● DIRECTIONS: Return each record exactly as it appears, so that nothing is dropped or altered.

● RECORD SET:

--------------------

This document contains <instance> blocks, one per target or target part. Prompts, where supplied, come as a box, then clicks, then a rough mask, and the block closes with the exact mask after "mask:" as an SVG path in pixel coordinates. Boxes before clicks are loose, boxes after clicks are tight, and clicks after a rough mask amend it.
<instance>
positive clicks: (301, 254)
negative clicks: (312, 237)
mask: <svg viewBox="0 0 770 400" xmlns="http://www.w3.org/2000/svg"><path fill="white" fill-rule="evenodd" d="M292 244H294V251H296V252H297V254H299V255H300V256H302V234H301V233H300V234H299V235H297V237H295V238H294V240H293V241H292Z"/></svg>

--------------------

● TASK RESPONSE:
This document contains <instance> blocks, one per target or target part. Prompts, where supplied, come as a box, then clicks, then a rough mask, and the block closes with the exact mask after "mask:" as an SVG path in pixel coordinates. Boxes before clicks are loose, boxes after clicks are tight, and clicks after a rough mask amend it.
<instance>
positive clicks: (301, 254)
negative clicks: (312, 237)
mask: <svg viewBox="0 0 770 400" xmlns="http://www.w3.org/2000/svg"><path fill="white" fill-rule="evenodd" d="M292 244H294V251H296V252H297V254H299V255H300V256H302V234H301V233H300V234H299V235H297V237H295V238H294V240H293V241H292Z"/></svg>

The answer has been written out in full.